A rickshaw driver waits in Karachi for potential customers. - Stephan Andrew / White Star

“Never doubt that a small group of thoughtful, concerned citizens can change the world. Indeed it is the only thing that ever has” - Margaret Mead

1969 - A city with an eroding infrastructure, racial tensions, violent crimes, a divided society, no industry to speak of, high unemployment and an exodus of residents. The city was labeled ‘the filthiest’ in the country by the most trusted broadcast journalist in the country.

2012 - #25 on NYT’s best places to visit alongside Morocco, London & Tokyo. #1 in economic growth potential. One of the ‘nation’s strongest economies’ according the WSJ. Unemployment well below the national average, the fastest broadband internet in the country, a massive influx of artists and I.T professionals, a bustling local culture and rising demand / prices for housing which also bucked the national trend.

Chattanooga, Tennessee has become somewhat of a poster child for city revitalization, but more importantly because the initiative was largely fueled by ‘bottom-up’ development. That is not to infer that it’s transformation was solely led by it’s inhabitants. The purpose here is to examine social enterprise to see how it can radically transform a city, and how the use of crowd technology can exponentially increase it’s effectiveness.

The term ‘Crowdsourcing’ is sometimes confused with Social Media. There is an tremendous interdependence but there are fundamental differences between the two. Crowdsourcing or crowd technology is the act of distributing a function to reach a large number of people on a unified, public forum for participation. This could be anything from decision-making to content contribution.

Social media plays an integral part in propagation in that the people who partake in crowdsourcing act as advocates, and increase levels of awareness. Think about the role Twitter and Facebook played in the Egyptian revolution.

Governments make the mistake of focusing on products and ignoring the processes that make their success sustainable. There is no sense in building something and expecting it to work just because it was built. Plans need to have an intelligible purpose. Typically citizens are excluded from major government matters like planning, policy development and projects.

If the government and leadership is doing a stellar job, this shouldn’t really warrant a mention.

More often than not, citizens are relegated to being helpless spectators of a city disintegrating around them. The choice shouldn’t only be between protests, or polls once every four to five years. Citizens should have the ability to initiate programs which will eventually influence policy-making and gain the support of local governments, but in the interim will beautify the city, create businesses, increase employment, improve demand for housing and products and stimulate the micro-economy.

When polled, most people say they would if they could, but don’t think a single individual can make a difference. With the right tools, as a collective whole, they can.

Crowd technologies have existed for decades in a very rudimentary form. In recent times, their efficacy has multiplied with the use of technology. The following covers three segments which could be leveraged as apparatus by citizens, to plan, promote, fund and execute projects which could inject new life into a city.

 1. Crowd-mapping 

In the developed world, crowd-mapping is primarily used to find, identify and document decrepit properties and assets which are ripe for renewal. This relies on users using smartphone apps which allow a user to photograph a physical area / building and automatically geo-tags it’s location before uploading to a communal database. This repository is then used and cross-referenced when a suitable match is being sought for a particular development idea, and a similar database of ideas is referenced when a particular property/facility is being repurposed or gentrified.

Though I have not seen it in person, I hear that Port Grand in Karachi is a successful example of redevelopment.

_Exercise_. Continue the essay on crowd technology and city revitalization, picking up after its last sentence.

_Extracted data_.

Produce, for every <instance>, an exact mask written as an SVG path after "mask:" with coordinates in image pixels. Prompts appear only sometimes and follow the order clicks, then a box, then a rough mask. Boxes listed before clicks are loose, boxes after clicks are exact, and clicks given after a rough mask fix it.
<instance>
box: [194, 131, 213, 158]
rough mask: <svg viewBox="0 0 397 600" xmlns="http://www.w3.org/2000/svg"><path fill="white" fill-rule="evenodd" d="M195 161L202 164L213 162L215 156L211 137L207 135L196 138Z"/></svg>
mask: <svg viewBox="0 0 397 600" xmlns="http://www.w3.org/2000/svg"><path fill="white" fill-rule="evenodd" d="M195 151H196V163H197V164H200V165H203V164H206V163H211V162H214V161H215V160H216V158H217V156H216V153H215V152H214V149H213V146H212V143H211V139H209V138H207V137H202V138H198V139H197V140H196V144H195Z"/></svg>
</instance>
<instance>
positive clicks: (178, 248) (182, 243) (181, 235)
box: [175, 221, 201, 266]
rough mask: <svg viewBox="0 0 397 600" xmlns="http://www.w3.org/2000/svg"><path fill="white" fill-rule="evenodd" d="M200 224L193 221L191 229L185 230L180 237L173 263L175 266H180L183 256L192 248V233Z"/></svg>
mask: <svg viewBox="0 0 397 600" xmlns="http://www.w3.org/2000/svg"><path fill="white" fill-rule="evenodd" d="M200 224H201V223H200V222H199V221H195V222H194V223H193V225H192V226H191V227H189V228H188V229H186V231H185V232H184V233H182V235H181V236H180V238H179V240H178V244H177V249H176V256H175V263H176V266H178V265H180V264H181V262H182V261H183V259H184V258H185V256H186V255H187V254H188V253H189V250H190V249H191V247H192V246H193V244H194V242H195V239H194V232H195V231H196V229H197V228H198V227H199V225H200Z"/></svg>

_Written response_.
Violent crime is rampant. Given that posting snipers at public places / intersections and vigilante justice isn’t really feasible, crowd-mapping can be used to make cities more secure by reporting - in real-time - incidents and areas warranting concentration of security measures. Organizations like the CPLC would stand a better chance to assist citizens with timely and accurate information. I’d venture to say this database would be more comprehensive than the data that is available to the authorities today.

Additionally, it would also serve as a source of information dissemination by providing knowledge of suspicious areas / activities / cars. People are already doing this sporadically in private circles on Facebook. This would bring the information to a time-stamped, public forum.

Crowd-mapping is also used in emergency hit areas for damage control. It could prove useful considering the abnormal amount of strikes, public riots and days of unrest the city undergoes.

 2. Crowd-funding - for equity or reward

Crowd-funding relies on the long-tail model which looks to raise minute amounts of money from a large number of people. Crowd-funding raises billions of dollars a year for everything from micro-financing for empowerment in third world countries, to developing underground parks in first world countries, to funding private businesses like the wildly successful Pebble Watch which turned to online crowd-funding site Kickstarter, to try to raise $150,000 and ended up with close to 10 million dollars within 30 days.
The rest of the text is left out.